[EXTRACT TO READ]:

** Begin **

R/tune_grid.R

Defines functions set_workflow pull_rset_attributes tune_grid_workflow tune_grid.workflow tune_grid.model_spec tune_grid.default tune_grid

Documented in pull_rset_attributes tune_grid tune_grid.model_spec tune_grid.workflow

#' Model tuning via grid search
#'
#' [tune_grid()] computes a set of performance metrics (e.g. accuracy or RMSE)
#'  for a pre-defined set of tuning parameters that correspond to a model or
#'  recipe across one or more resamples of the data.
#'
#' @param object A `parsnip` model specification or a [workflows::workflow()].
#' @param preprocessor A traditional model formula or a recipe created using
#'   [recipes::recipe()].
#' @param resamples An `rset()` object.
#' @param param_info A [dials::parameters()] object or `NULL`. If none is given,
#' a parameters set is derived from other arguments. Passing this argument can
#' be useful when parameter ranges need to be customized.
#' @param grid A data frame of tuning combinations or a positive integer. The
#'  data frame should have columns for each parameter being tuned and rows for
#'  tuning parameter candidates. An integer denotes the number of candidate
#'  parameter sets to be created automatically.
#' @param metrics A [yardstick::metric_set()] or `NULL`.

** End **

Answer from the tune_grid documentation:
(a) What kind of object does the `resamples` argument take?
(b) What does an integer passed to `grid` denote?
(c) If no `param_info` is given, what happens?
The rows after this text come from a separate source.

[EXCERPTED DATA]:
** Begin **

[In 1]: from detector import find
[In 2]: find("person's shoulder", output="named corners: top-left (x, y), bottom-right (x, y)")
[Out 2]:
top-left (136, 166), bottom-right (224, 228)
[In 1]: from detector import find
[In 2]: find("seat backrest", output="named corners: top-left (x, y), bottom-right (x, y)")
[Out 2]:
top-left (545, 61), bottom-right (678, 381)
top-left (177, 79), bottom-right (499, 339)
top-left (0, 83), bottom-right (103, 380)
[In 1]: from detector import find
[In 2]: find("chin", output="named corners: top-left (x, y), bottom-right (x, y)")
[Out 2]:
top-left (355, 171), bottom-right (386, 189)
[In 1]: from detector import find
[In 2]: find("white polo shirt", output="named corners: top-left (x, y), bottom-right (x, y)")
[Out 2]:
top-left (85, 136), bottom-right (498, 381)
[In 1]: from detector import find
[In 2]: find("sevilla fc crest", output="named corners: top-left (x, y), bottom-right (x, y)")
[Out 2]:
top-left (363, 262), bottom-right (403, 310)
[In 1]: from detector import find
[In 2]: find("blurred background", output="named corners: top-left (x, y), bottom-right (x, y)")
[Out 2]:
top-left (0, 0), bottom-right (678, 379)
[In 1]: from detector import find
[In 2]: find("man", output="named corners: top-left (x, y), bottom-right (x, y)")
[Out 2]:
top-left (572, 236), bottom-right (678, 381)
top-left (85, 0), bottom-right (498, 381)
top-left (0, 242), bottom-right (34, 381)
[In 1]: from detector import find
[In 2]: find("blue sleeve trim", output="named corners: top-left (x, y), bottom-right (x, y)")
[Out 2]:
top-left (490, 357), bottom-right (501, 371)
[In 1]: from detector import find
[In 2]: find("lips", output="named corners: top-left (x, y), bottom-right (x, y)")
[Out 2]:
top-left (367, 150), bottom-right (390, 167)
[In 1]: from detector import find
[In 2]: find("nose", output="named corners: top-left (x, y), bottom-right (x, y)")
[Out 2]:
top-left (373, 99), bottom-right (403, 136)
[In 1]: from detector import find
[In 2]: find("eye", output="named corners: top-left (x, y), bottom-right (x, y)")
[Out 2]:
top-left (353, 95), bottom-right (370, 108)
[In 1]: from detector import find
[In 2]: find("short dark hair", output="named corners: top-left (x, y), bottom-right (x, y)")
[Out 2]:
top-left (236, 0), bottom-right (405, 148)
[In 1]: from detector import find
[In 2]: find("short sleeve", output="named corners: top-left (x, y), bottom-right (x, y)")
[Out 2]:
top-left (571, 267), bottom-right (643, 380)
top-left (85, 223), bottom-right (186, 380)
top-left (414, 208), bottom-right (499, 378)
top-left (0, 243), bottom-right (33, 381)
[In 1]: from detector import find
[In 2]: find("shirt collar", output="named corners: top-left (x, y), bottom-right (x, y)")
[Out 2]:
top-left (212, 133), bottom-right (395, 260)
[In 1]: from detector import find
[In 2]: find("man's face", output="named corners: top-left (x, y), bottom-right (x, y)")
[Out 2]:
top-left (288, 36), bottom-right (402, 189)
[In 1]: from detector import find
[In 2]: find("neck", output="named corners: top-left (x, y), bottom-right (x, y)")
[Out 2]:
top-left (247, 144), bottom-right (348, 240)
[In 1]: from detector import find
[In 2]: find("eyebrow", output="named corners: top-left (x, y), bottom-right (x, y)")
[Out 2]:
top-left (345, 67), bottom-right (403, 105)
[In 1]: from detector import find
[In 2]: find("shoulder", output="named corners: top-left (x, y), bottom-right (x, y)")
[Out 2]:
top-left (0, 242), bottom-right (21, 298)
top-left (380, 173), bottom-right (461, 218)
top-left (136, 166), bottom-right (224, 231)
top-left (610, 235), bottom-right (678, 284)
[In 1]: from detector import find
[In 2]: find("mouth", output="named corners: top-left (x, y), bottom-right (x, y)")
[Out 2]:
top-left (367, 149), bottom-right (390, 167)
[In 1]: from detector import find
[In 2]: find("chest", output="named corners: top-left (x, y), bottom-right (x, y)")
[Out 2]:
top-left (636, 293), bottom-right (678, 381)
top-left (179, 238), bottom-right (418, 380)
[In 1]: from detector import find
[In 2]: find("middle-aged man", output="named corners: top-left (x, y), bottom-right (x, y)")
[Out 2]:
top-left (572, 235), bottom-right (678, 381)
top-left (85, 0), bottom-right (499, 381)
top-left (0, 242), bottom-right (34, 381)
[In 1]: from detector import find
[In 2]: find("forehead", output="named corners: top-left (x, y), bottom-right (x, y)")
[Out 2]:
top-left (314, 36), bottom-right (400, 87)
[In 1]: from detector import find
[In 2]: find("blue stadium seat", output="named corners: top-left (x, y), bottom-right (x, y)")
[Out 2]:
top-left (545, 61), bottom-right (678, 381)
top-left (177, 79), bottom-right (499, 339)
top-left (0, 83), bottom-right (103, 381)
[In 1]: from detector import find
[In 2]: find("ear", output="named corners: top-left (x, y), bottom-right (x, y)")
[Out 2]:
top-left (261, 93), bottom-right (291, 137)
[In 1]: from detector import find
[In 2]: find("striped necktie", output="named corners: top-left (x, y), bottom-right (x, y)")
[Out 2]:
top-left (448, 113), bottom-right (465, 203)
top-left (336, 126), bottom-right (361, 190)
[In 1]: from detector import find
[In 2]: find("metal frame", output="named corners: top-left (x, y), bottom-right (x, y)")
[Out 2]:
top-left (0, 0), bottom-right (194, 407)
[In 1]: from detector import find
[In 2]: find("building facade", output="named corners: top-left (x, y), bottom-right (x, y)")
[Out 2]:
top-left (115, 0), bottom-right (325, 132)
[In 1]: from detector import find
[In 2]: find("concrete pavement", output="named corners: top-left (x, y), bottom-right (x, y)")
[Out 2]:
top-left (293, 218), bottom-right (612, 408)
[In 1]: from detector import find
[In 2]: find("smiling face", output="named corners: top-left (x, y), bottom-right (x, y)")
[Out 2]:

** End **

[OUTPUT FOR THIS TASK]:
(a) An `rset()` object.
(b) The number of candidate parameter sets to be created automatically.
(c) A parameters set is derived from other arguments.